═══ RECORDS SHOWN ═══

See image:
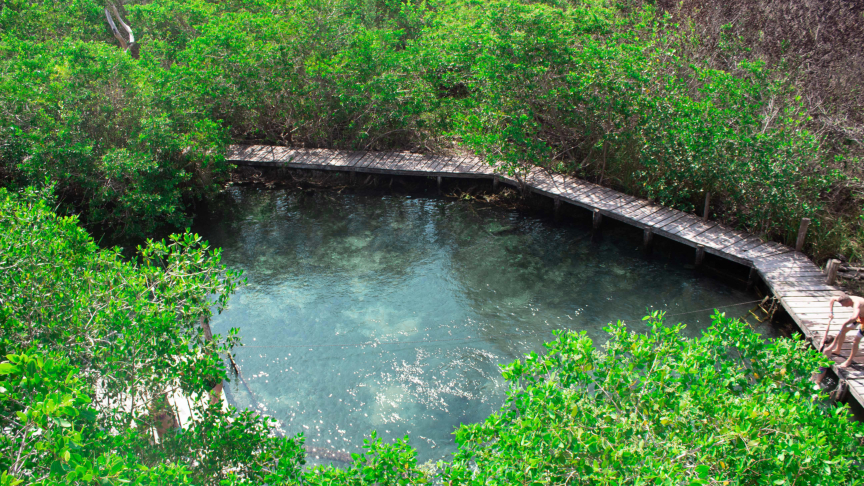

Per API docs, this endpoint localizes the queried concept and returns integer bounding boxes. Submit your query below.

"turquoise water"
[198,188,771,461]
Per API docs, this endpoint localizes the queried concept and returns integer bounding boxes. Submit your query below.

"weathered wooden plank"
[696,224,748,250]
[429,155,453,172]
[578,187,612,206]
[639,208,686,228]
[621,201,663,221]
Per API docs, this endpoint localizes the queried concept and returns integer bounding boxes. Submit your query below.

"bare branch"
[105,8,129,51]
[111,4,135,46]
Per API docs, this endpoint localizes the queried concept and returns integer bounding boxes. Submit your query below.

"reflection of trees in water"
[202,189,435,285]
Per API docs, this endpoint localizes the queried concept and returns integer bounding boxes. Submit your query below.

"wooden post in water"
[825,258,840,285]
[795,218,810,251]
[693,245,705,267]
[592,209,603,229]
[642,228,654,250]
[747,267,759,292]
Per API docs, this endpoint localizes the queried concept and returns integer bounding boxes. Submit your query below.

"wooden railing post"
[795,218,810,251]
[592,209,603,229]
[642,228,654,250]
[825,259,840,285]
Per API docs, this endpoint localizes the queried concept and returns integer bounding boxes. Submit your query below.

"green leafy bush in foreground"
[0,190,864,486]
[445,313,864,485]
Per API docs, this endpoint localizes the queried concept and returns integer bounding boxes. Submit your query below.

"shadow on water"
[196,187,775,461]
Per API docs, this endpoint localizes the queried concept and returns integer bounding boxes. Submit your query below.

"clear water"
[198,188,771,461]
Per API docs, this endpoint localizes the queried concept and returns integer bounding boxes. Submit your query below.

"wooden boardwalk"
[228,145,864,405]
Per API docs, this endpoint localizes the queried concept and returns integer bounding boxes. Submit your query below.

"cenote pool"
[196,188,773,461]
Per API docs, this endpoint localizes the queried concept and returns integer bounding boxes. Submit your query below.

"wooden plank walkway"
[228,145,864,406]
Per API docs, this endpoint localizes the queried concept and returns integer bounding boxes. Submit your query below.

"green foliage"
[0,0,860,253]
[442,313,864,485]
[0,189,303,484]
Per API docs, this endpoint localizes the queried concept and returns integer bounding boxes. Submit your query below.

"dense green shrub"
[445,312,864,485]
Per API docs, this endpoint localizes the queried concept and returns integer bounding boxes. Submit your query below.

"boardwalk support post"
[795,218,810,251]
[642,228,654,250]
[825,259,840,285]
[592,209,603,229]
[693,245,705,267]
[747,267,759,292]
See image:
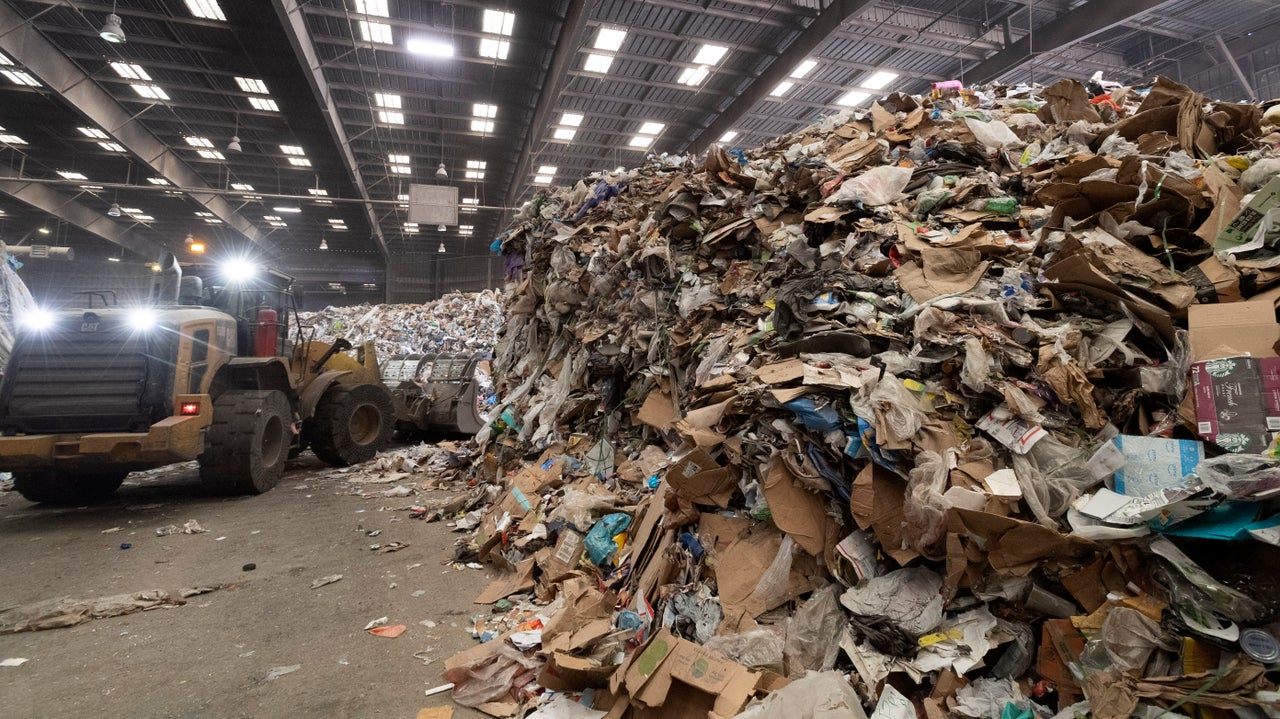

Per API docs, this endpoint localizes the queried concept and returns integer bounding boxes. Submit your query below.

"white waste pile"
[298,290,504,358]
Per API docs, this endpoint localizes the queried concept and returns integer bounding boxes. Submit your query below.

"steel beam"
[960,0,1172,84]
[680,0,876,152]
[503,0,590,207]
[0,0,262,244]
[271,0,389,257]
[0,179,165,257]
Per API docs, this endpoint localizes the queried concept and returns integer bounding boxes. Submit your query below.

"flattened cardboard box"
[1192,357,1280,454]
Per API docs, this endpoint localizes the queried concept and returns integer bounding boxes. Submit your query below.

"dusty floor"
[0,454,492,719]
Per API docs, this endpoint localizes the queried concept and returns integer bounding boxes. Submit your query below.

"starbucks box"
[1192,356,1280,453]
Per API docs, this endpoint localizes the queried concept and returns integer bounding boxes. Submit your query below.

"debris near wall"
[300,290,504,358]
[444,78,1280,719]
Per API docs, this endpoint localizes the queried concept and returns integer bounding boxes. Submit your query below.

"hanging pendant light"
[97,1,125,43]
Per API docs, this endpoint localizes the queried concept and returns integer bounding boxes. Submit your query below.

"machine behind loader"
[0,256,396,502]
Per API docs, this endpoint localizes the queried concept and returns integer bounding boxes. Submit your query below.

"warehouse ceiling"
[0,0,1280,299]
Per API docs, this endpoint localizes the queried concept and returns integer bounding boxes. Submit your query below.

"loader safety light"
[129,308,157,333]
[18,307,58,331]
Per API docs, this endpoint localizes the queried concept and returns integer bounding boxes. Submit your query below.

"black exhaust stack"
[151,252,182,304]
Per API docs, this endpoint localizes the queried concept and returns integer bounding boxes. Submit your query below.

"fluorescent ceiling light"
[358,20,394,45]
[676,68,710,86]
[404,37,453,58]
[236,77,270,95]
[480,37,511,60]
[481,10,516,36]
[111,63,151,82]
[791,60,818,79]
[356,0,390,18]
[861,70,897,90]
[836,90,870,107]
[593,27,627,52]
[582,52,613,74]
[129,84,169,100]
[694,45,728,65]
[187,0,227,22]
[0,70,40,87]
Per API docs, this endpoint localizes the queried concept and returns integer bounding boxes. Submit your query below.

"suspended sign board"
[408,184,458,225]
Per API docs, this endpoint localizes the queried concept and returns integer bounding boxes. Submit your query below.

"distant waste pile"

═══

— TASK TO COMPLETE —
Gather every line in the records above that contains the string "wooden". Count only matches with the same upper- and lowercase letters.

— CORRECT RESPONSE —
"weathered wooden plank"
"wooden post in water"
"wooden railing post"
"wooden boardwalk"
"wooden plank walkway"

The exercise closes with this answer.